++++ Document extract
WHY AREN’T YOU A HAT!?!
Okay … I have to admit that before I looked at the full post .. going on the “Red Rover” tag and seeing the dog… I thought this was going to be a crocheted red rocket cover …you know a doggie c*ck sock. Then I read the post…*smh*
WOW. You just took a gross thing and seriously upped the game. The only phrase referring to dog peen that is worse than “red rocket” is calling it his “lipstick.”
No, lipstick is what’s left on there by an inconsiderate bitch.
The analogy is not without merit though:
I think that’s actually why it’s so gross. Because it’s a VERY apt analogy. Maybe even a little too much so.
That fish bag is so cute!
And MFJ is correct about the alcohol soaked tampons used by highschoolers in all seriousness, they get referred to my husband’s addiction medicine clinic. Inventive and deadly
Huh, I read it was fake. But you’ve heard of definite cases?
Perhaps it was fake,until the News started freaking out about it, and that ended up giving some kids the idea?
My problem with this is that, after looking through her store, she is actually very skilled, she just makes some horrendously shit items. The doll face pot holder will haunt me forever.
WHY MUST PEOPLE USE TALENT FOR EVIL?
Yeah, ’cause you want to put a pot holder with a doll’s head made of vinyl, which melts like butter when put near a flame, on the stove.
++++++++
Work instruction 1 =
Answer these questions about the comment thread:
(a) According to one commenter, where do high schoolers who use alcohol-soaked tampons get referred?
(b) Which item does a commenter say will haunt them forever?
(c) What material is the doll's head said to be made of?
Work instruction 2 = Quote everything in the comment thread from "No, lipstick is" down to "is so cute!".
Work instruction 3 = Continue the comment thread about the handmade craft items from where it stops.
++++ Dataset excerpts
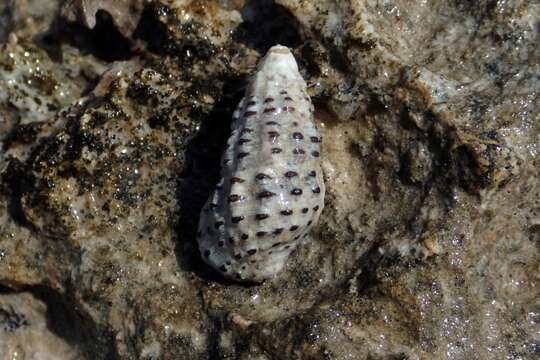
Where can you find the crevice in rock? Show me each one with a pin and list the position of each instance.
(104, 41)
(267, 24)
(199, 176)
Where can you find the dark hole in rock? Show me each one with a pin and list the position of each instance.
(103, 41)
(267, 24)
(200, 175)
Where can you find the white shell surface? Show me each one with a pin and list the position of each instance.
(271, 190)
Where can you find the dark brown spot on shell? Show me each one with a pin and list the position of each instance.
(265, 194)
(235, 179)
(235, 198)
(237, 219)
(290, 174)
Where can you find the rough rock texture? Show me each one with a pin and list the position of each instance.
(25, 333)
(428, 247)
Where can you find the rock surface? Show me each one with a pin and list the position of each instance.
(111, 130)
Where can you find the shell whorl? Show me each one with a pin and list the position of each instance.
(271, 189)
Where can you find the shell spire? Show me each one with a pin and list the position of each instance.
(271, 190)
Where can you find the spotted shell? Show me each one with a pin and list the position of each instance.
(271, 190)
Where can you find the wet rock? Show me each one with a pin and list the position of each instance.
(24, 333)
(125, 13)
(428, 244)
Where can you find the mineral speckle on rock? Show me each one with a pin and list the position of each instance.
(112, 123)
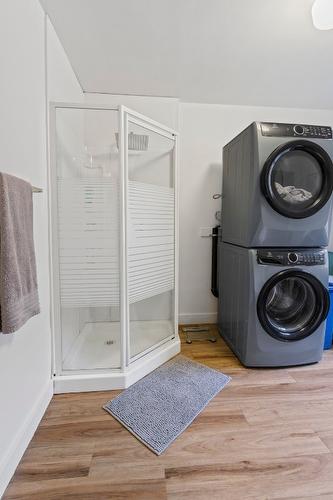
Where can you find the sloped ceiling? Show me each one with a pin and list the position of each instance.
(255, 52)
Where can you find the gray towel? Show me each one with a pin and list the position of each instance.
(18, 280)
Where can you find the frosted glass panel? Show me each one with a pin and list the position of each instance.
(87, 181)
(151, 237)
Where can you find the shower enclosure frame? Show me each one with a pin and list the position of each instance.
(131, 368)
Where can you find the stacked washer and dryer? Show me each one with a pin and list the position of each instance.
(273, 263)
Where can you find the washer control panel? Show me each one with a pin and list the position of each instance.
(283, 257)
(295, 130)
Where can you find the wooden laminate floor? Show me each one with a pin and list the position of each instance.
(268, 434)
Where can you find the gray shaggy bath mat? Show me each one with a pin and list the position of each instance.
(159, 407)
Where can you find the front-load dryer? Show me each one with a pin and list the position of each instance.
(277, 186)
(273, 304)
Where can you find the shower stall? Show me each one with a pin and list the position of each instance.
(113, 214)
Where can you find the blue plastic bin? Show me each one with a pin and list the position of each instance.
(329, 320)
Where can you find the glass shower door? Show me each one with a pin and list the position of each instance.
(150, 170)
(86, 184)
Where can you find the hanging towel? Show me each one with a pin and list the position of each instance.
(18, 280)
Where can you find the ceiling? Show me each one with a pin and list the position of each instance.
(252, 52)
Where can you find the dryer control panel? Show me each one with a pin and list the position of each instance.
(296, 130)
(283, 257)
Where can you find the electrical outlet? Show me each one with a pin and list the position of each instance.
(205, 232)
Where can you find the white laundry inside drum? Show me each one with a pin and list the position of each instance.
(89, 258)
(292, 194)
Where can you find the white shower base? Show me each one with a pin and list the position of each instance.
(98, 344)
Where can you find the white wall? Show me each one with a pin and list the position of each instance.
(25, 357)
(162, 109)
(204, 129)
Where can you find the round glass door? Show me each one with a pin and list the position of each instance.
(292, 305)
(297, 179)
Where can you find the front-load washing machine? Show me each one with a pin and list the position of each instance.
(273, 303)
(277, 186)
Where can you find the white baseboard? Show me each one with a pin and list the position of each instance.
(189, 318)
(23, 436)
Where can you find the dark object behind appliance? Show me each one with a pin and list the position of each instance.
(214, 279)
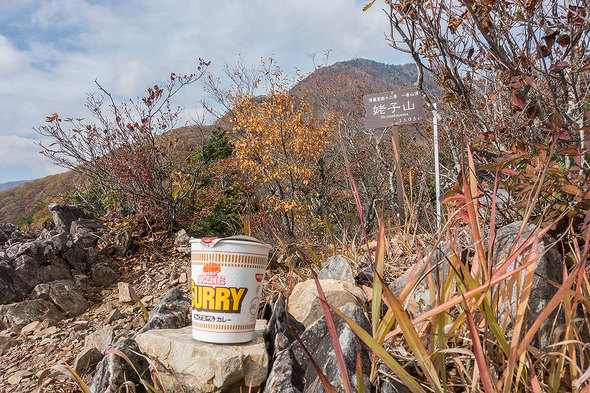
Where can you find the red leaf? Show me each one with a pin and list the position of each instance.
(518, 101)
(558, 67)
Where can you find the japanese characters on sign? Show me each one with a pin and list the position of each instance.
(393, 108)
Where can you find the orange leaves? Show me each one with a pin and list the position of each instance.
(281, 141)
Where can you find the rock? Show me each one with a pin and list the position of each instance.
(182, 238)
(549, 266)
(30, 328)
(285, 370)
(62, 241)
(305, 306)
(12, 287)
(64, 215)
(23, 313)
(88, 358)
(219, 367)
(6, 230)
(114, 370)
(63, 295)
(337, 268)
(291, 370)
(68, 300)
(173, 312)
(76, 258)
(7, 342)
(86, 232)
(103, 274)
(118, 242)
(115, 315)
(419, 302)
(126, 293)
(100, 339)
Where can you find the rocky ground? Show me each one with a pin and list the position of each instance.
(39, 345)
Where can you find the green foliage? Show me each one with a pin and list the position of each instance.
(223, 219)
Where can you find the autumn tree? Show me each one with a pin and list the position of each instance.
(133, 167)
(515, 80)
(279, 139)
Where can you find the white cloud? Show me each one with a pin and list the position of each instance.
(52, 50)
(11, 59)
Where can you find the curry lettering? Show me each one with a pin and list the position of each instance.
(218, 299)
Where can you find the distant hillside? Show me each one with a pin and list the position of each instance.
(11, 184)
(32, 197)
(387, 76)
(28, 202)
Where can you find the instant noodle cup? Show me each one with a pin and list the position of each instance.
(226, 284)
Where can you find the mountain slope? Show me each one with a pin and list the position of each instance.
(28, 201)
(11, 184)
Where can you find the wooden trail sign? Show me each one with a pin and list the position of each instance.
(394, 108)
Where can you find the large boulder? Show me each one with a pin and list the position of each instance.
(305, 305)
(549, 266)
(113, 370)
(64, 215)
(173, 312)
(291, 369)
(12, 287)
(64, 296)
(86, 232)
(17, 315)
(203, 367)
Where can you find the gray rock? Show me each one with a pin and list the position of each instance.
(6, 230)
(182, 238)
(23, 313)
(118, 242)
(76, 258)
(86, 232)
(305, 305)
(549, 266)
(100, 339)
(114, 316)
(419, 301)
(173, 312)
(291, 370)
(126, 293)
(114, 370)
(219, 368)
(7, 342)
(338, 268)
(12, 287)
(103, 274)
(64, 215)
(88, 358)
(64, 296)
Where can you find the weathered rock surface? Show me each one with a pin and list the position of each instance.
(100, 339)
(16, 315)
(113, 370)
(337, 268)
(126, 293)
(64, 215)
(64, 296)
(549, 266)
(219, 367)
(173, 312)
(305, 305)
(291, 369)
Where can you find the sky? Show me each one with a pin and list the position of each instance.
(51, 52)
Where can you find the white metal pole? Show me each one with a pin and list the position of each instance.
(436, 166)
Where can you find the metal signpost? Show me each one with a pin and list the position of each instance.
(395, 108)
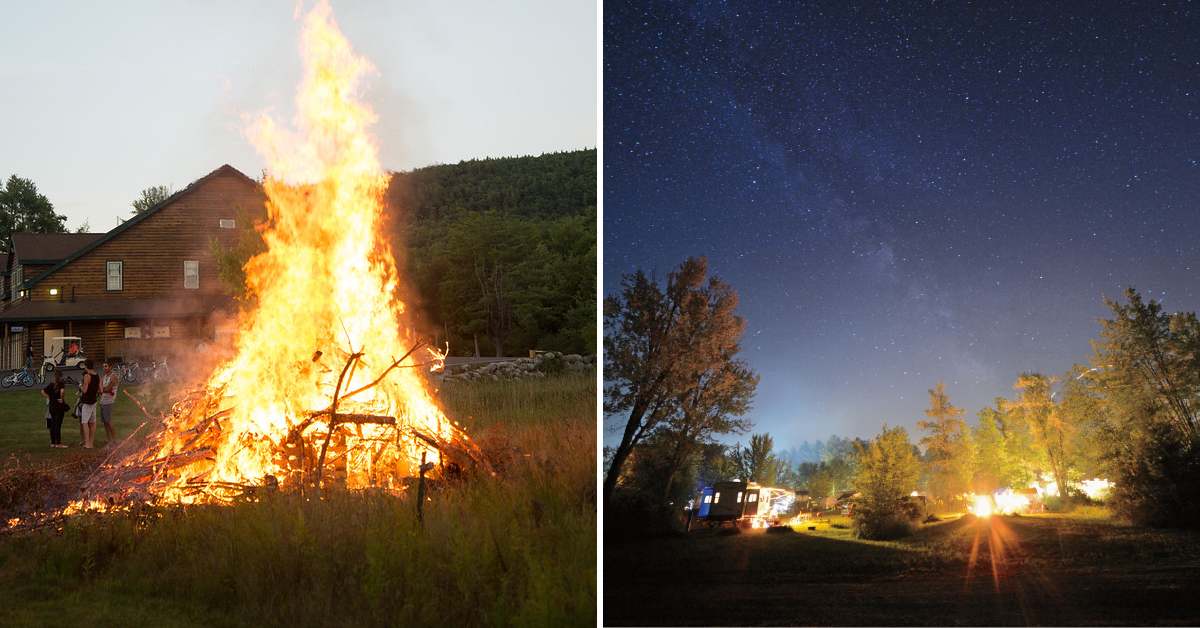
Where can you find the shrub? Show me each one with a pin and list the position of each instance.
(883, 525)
++++++++
Exercise answer 1 =
(a) To the commenter's husband's addiction medicine clinic.
(b) The doll face pot holder.
(c) Vinyl.

Exercise answer 2 =
No, lipstick is what’s left on there by an inconsiderate bitch.
The analogy is not without merit though:
I think that’s actually why it’s so gross. Because it’s a VERY apt analogy. Maybe even a little too much so.
That fish bag is so cute!

Exercise answer 3 =
When I saw those pot holders, my first thought was, “Now THAT would make an awesome dog toy. The dog would run around the house with a doll’s head in his mouth, drool dripping down, you’d want to play tug-o-war and you’d get the doll’s head, only to discover the dog had chewed out the back of its head.”
*makes note to make “interesting dog toys” should I even open that Etsy shop*
See, I view those things as being sort of tongue-in-cheek and slightly twisted (in a good way). It’s not for everyone, of course, but I like it. She should really be a Regretsian if she isn’t already.
I love my dog way too much to buy her that. It borders on animal cruelty! (insert McLachlan song here)
Once upon a time, many moons ago, my roommate and I discovered that Snerf, the cat we were kittysitting for a friend, was an afficionado of used tampon applicator tubes.
This was discovered when a friend from out of town bent down to pick up whatever it was that Snerf had batted at her, presumably to throw it for Snerf to chase again.
After that, we had a closed-lidded container for lady items.
Months later when I was moving out of the apartment, and Snerf’s owner was helping me clean the kitchen, I pulled out the broiler tray so I could sweep out whatever was hiding under the stove. Whereupon I discovered why we had never noticed Snerf’s favorite playtoys before the whole out-of-town visitor incident.
Bless you for sweeping under there. One house we rented, the prior tenants didn’t, and there was a chewed up frisbee, a dessicated bone, and some horrifying orange sludge in the tray itself. Oh, and also a gnawed upon stick.
Who the hell crochets dog toys?! My dog would tear that shit apart in less than a minute.
Why would you name your dog after me? I’ve already had a blow-up doll named after me.
Or is it named after the Prince song? That dog must be a SEX FIEND.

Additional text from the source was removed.